(Beginning of READING TEXT)
The goal of the collaboration is to develop the HFpEF model using the hvCOC technology so that candidate therapeutics for the disease can be prescreened on it, providing valuable insights on how a drug will perform when tested in humans. Since the model functions exactly like the human heart, cardiologists can assess or monitor parameters they would study in patients, such as ejection fraction, cardiac output and stroke volume.
“There are significant unmet treatment needs in patients with heart failure with preserved ejection fraction. By combining Novoheart’s proprietary hvCOC model with our expertise in heart failure, we aim to create the first in vitro model reproducing phenotypic characteristics of heart failure with preserved ejection fraction,” said Regina Fritsche Danielson, senior vice president and head of research and early development of cardiovascular, renal and metabolism, biopharmaceuticals R&D at Astrazeneca. “This could bridge the gap between in vivo animal models and clinical trials to help accelerate the drug discovery process by providing human-specific preclinical trials.”
Alternative to animal testing
Novoheart claims that its hvCOC is the only engineered human heart model on the market that can offer this type of measurement, which traditionally has relied on animal testing. “The limitations of using these animal models are that due to their differences in physiology from humans, they cannot completely accurately predict how the human heart behaves in response to pharmaceuticals or therapeutics, nor can they mimic all human pathologies,” Wong said.
With human heart-in-a-jar, “investigators have access for the first time [to] a human heart model that can closely mimic the native human heart inside healthy or diseased people,” he added. “They can tell how treatments may benefit or adversely affect the human heart, no matter healthy or sick.” The tool can be used to test multiple doses of a single drug, as well as multiple drugs simultaneously or sequentially to observe potential interactions.
Under the agreement, Novoheart will hold exclusive intellectual property rights to the HFpEF hvCOC model and will be able to license it to other companies.
(End of READING TEXT)
(Beginning of ENTRIES SUPPLIED)
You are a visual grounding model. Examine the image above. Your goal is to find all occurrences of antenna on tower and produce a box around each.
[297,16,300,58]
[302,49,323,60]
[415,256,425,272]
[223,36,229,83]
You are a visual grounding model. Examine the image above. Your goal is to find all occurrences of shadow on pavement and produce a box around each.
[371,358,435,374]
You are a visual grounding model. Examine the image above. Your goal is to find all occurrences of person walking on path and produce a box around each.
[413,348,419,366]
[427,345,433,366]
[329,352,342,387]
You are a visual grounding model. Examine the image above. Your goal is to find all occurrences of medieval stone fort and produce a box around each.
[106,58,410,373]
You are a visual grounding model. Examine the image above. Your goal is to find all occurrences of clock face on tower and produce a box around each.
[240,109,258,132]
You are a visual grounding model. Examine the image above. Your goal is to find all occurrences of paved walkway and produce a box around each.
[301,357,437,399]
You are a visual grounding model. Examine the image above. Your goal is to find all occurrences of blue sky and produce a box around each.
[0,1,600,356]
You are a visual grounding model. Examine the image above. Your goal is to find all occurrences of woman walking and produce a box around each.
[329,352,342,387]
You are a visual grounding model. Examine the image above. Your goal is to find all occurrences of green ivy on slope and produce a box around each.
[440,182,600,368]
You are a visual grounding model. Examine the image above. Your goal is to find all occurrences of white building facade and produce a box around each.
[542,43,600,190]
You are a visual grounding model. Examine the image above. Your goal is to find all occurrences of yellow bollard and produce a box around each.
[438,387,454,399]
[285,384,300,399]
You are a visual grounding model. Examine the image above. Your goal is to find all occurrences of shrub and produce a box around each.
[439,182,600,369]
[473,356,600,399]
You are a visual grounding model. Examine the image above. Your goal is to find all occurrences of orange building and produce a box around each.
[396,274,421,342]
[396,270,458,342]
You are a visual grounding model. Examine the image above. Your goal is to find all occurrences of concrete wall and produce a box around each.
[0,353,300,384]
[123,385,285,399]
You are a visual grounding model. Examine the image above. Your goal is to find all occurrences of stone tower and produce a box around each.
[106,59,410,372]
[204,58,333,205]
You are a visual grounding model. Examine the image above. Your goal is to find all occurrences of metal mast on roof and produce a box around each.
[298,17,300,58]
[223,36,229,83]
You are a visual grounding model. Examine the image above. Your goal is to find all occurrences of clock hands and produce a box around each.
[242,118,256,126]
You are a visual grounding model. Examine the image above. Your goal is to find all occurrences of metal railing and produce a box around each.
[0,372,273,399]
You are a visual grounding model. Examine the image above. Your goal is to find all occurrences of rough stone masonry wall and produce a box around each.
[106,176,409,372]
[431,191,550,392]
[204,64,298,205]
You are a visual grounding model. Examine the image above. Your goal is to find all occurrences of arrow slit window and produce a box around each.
(End of ENTRIES SUPPLIED)
◆ GOAL OF THE EXERCISE
Duplicate the stretch from "The goal of" through "and stroke volume." in the text about the engineered heart model. The records have no connection to the text about the engineered heart model.

◆ SOLUTION TO THIS TASK
The goal of the collaboration is to develop the HFpEF model using the hvCOC technology so that candidate therapeutics for the disease can be prescreened on it, providing valuable insights on how a drug will perform when tested in humans. Since the model functions exactly like the human heart, cardiologists can assess or monitor parameters they would study in patients, such as ejection fraction, cardiac output and stroke volume.